Ahitophel proposes pursuing David that same night with twelve thousand men. His plan depends on speed, surprise, and a narrowly defined objective: David is to be killed while exhausted and demoralized, while his scattered followers are to be allowed to return peacefully to Absalom (17:1–4). The wording of verse 3 is textually difficult. The Septuagint compares the people's return to a bride returning to her husband, emphasizing Ahitophel's expectation that David's death would allow the remainder of the opposition to reconcile with Absalom. Jewish biblical commentator Malbim interprets the proposal as depending on four conditions: immediate pursuit, Ahitophel's personal command, a limited and mobile force, and the killing of David alone. He further suggests that Ahitophel did not consult Hushai because he expected him to oppose a plan directed specifically at David's death.

Although Ahitophel's proposal pleases Absalom and the elders of Israel, Absalom also summons Hushai to offer counsel (17:4–6). Hushai counters Ahitophel's proposal by emphasizing David's military experience and the determination of his followers. He compares them to a bear bereaved of her cubs and argues that David will not remain with the main body of his forces. An initial loss among Absalom's troops, he warns, could create the impression that Absalom's supporters had suffered a defeat and weaken their morale (17:7–10).

■ WORK INSTRUCTIONS ■
A. From the passage on Ahitophel and Hushai, return the part that opens with the words containing "Ahitophel proposes pursuing" and closes with "at David's death.", copied verbatim.
B. Answer these questions from the passage on Ahitophel and Hushai:
(i) With how many men does Ahitophel propose pursuing David?
(ii) To what does the Septuagint compare the people's return?
(iii) To what does Hushai compare David and his followers?
The records have no connection to the passage on Ahitophel and Hushai.

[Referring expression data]
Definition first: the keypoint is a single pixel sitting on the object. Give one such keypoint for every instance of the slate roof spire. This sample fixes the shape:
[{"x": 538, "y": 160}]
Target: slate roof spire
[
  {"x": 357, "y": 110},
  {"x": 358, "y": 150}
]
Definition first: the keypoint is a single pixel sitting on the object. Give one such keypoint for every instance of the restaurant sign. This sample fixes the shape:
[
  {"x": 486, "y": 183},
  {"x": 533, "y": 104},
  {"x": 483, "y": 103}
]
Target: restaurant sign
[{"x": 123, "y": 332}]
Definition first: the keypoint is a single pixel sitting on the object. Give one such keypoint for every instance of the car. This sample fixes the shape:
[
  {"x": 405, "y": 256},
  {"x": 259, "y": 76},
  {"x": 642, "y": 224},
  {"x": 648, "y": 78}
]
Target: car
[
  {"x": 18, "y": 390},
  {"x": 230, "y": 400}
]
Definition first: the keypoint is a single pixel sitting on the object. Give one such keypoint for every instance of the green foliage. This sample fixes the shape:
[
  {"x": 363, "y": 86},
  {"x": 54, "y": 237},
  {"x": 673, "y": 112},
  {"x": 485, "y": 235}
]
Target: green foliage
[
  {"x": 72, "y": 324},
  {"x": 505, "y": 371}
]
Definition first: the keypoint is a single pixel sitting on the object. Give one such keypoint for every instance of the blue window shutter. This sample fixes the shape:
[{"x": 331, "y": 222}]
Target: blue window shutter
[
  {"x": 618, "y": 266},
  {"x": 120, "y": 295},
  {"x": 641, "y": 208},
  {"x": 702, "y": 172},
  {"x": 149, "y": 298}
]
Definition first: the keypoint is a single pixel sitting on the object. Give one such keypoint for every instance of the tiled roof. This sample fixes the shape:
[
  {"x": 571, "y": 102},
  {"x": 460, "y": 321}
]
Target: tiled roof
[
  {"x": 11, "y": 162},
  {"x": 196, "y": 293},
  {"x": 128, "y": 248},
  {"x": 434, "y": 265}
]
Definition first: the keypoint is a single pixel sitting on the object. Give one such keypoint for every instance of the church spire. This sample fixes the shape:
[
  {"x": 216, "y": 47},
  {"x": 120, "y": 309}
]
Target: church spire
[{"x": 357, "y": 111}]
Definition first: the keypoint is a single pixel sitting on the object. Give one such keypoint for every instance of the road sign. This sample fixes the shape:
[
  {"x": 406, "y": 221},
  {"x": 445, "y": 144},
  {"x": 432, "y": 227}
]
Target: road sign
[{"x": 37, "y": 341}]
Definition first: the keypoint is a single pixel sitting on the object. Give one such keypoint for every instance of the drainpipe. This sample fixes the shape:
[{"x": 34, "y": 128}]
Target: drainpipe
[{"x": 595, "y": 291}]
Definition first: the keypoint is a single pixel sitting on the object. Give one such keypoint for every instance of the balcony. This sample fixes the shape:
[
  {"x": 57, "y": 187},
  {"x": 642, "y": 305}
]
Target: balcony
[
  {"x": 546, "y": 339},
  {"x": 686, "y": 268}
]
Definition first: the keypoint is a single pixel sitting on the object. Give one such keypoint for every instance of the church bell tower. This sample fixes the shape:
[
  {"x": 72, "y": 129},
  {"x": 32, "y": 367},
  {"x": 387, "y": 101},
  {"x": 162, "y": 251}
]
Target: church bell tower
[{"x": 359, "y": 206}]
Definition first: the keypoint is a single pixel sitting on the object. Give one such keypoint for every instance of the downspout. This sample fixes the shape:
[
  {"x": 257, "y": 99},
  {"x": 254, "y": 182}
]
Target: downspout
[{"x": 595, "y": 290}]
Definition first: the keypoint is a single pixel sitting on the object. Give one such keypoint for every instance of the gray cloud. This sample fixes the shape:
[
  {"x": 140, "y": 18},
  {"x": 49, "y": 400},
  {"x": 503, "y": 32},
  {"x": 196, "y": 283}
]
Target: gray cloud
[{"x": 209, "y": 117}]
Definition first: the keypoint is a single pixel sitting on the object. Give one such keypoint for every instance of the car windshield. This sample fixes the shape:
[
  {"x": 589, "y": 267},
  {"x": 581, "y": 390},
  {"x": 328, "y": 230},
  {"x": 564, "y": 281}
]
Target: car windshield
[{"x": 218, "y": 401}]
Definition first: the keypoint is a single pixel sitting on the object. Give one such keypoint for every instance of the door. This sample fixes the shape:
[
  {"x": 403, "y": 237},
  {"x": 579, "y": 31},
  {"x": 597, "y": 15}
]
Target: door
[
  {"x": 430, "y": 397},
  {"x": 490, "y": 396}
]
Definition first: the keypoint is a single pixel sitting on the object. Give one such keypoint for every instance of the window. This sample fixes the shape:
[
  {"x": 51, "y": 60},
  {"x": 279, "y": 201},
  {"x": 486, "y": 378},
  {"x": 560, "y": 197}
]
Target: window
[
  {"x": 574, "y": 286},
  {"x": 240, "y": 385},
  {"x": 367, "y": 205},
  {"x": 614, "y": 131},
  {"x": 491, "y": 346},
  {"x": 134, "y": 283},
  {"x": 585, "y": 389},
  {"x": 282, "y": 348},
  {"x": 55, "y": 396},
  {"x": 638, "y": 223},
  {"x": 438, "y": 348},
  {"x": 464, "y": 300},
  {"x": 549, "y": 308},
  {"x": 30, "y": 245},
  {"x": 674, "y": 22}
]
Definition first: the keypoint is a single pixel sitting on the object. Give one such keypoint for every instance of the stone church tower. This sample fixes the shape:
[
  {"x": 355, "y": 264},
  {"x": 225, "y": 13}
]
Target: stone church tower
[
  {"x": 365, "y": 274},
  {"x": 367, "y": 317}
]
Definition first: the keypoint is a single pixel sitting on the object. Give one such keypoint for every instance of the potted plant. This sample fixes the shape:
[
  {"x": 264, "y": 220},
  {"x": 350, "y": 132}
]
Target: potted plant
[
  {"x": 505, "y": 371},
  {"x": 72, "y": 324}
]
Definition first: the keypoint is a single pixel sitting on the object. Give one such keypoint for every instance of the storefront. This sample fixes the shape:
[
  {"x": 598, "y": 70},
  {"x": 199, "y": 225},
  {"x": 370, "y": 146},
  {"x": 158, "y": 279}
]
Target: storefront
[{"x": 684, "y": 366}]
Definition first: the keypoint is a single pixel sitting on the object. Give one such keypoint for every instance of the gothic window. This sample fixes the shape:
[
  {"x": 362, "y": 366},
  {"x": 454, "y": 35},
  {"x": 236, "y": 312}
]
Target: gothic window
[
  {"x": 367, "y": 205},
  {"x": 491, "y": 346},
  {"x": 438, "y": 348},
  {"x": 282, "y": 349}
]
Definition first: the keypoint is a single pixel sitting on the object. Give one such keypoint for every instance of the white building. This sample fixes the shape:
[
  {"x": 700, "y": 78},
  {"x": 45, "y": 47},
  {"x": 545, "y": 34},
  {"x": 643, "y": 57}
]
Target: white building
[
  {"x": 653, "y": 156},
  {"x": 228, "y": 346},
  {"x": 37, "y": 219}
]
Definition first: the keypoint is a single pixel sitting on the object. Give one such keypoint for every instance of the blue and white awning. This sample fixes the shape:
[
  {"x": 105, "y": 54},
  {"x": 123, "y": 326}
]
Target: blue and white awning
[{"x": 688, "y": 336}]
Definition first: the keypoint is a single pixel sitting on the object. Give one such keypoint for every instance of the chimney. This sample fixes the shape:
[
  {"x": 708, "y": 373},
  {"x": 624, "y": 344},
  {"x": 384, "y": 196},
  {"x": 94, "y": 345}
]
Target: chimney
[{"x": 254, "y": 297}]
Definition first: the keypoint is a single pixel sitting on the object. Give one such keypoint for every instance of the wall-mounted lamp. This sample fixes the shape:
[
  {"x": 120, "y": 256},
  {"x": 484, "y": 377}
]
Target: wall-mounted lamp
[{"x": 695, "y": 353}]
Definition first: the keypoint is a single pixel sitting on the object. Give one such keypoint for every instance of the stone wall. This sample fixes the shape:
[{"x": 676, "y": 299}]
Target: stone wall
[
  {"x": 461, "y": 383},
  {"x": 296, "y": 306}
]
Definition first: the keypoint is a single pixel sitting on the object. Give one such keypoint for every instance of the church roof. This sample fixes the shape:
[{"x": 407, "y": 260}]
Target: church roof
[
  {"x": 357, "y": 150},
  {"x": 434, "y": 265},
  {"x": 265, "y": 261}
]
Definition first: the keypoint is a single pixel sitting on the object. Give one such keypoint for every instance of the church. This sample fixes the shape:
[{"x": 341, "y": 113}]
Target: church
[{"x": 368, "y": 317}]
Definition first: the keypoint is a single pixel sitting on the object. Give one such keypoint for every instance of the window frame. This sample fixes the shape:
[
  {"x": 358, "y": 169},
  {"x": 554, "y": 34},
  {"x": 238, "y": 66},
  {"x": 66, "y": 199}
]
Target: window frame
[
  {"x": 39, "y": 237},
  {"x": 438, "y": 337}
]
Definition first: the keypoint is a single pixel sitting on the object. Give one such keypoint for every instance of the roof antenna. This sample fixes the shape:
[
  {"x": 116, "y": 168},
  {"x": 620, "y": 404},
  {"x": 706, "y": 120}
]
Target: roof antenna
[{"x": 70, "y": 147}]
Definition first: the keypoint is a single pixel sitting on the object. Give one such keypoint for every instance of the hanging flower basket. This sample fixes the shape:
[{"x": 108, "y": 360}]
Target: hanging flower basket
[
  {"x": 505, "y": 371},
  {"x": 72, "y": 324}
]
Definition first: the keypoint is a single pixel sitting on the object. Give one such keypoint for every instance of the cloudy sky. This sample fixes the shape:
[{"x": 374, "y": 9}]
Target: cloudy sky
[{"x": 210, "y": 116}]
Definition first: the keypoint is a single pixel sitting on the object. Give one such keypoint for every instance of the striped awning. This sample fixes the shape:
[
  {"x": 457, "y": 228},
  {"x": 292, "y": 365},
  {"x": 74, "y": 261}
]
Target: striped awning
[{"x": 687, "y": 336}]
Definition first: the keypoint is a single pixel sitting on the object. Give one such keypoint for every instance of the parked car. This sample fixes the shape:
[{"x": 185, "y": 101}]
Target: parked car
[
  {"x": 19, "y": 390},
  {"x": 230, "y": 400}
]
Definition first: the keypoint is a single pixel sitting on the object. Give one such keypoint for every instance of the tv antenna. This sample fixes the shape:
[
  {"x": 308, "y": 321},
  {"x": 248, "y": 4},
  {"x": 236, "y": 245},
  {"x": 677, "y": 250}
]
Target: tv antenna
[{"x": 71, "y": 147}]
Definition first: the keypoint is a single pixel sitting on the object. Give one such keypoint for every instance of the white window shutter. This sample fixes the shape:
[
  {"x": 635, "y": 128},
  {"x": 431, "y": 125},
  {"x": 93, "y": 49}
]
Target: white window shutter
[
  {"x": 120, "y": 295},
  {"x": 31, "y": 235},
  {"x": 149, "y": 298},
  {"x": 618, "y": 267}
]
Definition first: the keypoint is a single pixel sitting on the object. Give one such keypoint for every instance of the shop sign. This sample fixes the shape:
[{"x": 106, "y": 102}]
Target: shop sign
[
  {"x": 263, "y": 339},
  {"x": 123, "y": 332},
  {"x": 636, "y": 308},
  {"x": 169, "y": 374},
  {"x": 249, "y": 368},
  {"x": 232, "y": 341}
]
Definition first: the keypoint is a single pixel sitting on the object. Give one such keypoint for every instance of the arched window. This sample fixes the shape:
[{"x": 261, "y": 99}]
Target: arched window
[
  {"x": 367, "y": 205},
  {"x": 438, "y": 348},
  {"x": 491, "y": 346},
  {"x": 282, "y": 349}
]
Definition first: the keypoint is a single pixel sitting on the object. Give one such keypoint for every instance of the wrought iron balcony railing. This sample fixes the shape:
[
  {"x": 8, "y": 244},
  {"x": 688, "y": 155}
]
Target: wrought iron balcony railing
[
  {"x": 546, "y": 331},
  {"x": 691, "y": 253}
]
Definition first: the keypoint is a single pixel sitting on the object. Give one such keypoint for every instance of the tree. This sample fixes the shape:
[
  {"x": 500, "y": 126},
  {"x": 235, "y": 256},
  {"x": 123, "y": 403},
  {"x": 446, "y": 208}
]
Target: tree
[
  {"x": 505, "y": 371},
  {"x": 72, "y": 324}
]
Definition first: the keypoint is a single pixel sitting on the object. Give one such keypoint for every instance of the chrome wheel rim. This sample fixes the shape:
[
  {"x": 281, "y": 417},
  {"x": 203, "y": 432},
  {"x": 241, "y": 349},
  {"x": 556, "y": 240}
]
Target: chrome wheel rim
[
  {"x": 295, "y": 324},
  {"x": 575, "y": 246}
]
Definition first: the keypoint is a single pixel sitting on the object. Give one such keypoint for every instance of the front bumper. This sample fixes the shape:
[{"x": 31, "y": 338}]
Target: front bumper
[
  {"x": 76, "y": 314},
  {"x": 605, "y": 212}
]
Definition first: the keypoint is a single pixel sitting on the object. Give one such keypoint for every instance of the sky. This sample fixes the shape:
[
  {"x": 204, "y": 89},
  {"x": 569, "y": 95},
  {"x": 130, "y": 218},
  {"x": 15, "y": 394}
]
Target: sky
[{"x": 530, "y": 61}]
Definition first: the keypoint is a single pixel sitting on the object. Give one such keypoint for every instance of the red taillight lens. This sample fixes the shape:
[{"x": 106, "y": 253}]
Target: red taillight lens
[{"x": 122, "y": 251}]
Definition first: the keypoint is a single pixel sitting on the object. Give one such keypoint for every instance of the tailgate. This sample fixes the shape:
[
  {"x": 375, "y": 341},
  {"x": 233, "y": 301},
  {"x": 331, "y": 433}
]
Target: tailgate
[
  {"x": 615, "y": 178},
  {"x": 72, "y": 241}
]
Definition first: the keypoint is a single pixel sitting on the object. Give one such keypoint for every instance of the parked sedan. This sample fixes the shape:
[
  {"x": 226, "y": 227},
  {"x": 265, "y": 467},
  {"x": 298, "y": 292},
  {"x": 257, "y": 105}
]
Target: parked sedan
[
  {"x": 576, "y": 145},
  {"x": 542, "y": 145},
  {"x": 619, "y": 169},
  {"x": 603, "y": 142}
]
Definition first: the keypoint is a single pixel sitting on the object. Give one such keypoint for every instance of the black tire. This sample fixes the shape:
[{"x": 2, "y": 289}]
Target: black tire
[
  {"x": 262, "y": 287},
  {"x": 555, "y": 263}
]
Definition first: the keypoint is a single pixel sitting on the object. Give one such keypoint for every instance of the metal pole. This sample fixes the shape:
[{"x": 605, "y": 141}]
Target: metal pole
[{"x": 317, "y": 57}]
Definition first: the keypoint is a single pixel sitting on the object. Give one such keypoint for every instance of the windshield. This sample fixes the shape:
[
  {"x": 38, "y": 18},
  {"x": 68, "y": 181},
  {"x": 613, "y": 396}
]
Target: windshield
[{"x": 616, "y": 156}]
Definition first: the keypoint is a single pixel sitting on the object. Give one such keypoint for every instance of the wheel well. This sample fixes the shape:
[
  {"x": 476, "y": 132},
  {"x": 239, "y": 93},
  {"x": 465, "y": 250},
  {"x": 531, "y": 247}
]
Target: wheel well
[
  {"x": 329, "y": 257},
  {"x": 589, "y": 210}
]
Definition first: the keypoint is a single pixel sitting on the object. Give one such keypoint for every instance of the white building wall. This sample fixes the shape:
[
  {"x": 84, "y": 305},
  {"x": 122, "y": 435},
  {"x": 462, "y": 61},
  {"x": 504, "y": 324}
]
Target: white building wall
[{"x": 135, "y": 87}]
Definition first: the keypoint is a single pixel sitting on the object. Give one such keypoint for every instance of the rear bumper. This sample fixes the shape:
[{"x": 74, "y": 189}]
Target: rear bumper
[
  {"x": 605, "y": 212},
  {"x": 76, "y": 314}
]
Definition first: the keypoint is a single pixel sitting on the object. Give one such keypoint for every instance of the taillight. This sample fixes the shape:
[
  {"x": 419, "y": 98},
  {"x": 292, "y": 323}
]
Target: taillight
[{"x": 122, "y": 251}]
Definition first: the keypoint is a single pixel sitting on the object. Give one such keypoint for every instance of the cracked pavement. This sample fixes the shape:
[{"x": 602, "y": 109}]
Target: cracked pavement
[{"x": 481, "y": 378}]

■ ANSWERS TO THIS EXERCISE ■
A.
Ahitophel proposes pursuing David that same night with twelve thousand men. His plan depends on speed, surprise, and a narrowly defined objective: David is to be killed while exhausted and demoralized, while his scattered followers are to be allowed to return peacefully to Absalom (17:1–4). The wording of verse 3 is textually difficult. The Septuagint compares the people's return to a bride returning to her husband, emphasizing Ahitophel's expectation that David's death would allow the remainder of the opposition to reconcile with Absalom. Jewish biblical commentator Malbim interprets the proposal as depending on four conditions: immediate pursuit, Ahitophel's personal command, a limited and mobile force, and the killing of David alone. He further suggests that Ahitophel did not consult Hushai because he expected him to oppose a plan directed specifically at David's death.

B.
(i) Twelve thousand men.
(ii) A bride returning to her husband.
(iii) A bear bereaved of her cubs.